WRITTEN INSTRUCTION -
Reproduce every line of the listing below, requests included, and scale each bounding-box coordinate in the answers by 2.1, rounding to whole numbers with halves rounded up. Leave the numbers in the requests and their format samples unchanged, and omit the pictures from your output.

Dataset extracts with box labels:
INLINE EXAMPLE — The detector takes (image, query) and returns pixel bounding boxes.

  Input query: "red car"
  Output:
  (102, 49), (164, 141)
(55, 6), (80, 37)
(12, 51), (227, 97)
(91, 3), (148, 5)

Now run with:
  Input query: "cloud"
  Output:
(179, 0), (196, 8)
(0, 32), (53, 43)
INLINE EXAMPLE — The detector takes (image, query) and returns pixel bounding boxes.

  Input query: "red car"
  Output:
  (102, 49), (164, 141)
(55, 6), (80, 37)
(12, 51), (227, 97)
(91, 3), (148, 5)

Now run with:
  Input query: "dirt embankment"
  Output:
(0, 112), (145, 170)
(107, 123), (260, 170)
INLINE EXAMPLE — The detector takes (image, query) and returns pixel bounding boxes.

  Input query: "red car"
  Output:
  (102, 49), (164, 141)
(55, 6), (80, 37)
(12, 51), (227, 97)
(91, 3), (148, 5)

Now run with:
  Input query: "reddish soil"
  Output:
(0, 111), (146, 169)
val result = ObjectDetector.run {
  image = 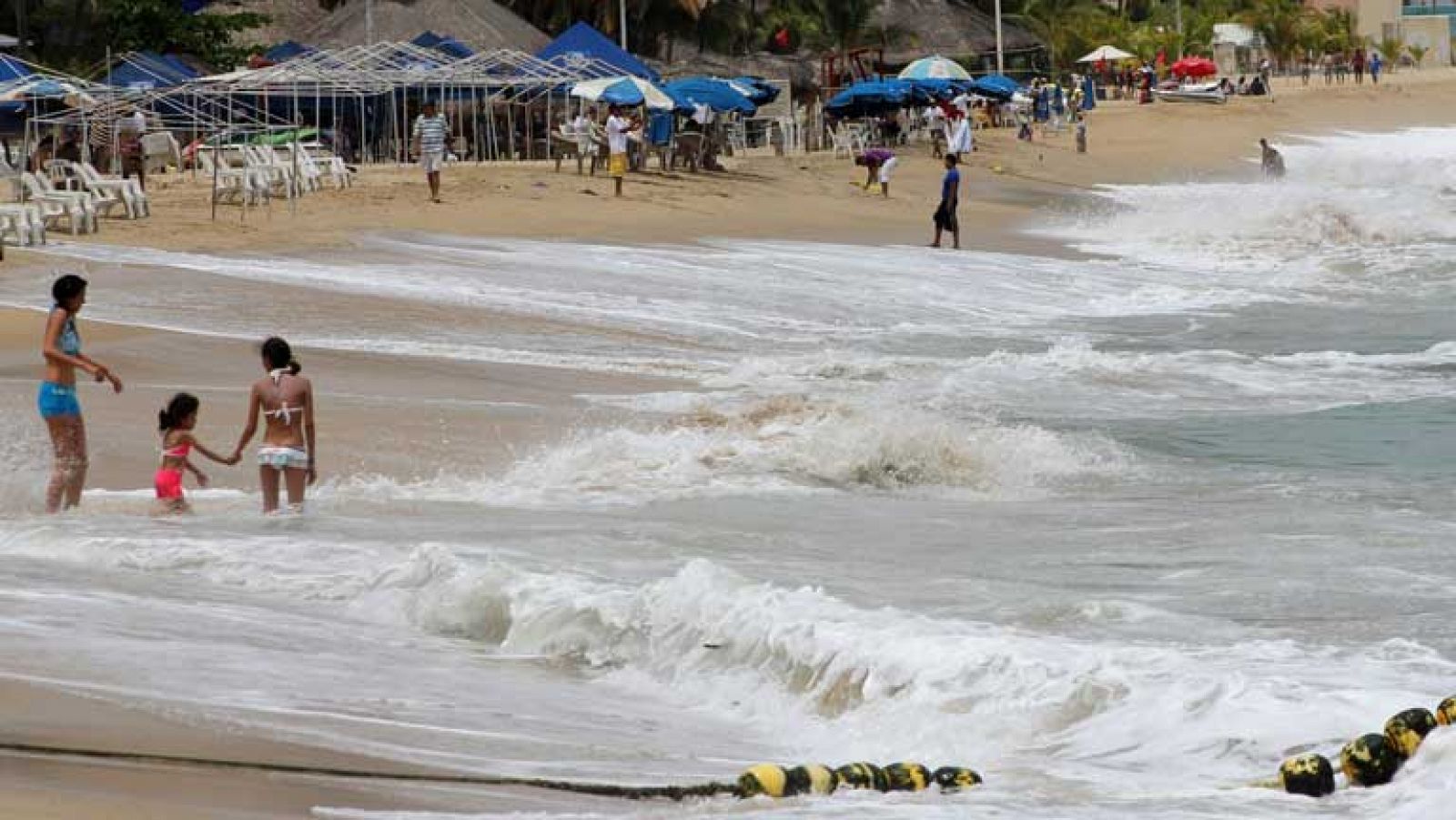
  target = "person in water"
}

TASK OUTPUT -
INLINE EXAMPLE — The detector takes (image, query) and returns pixel bounding boxes.

  Input query: "red car"
  Output:
  (102, 49), (164, 141)
(55, 6), (80, 37)
(12, 51), (227, 97)
(91, 3), (148, 5)

Now run with:
  Input query: "cloud"
  Output:
(376, 0), (412, 17)
(0, 67), (111, 90)
INLINE EXAMPLE — The detector takes (image, query) and returns pixel bounding boxes.

  Input query: "red car"
  Output:
  (102, 49), (164, 141)
(55, 6), (80, 37)
(12, 51), (227, 97)
(91, 3), (148, 5)

Now run with:
  Input query: "dirt embankment"
  Output:
(0, 235), (305, 357)
(225, 258), (546, 357)
INLINE EXAMPLE — The detector takes (image, query) and returns pixel bounding boxes.

  Input query: "red car"
  Output:
  (102, 49), (164, 141)
(55, 6), (80, 37)
(12, 51), (227, 97)
(91, 3), (148, 5)

Now run with:
  Input query: "reddish soil"
  Output:
(0, 233), (307, 355)
val result = ObjectDetector.run {
  image = 
  target = "person in water"
}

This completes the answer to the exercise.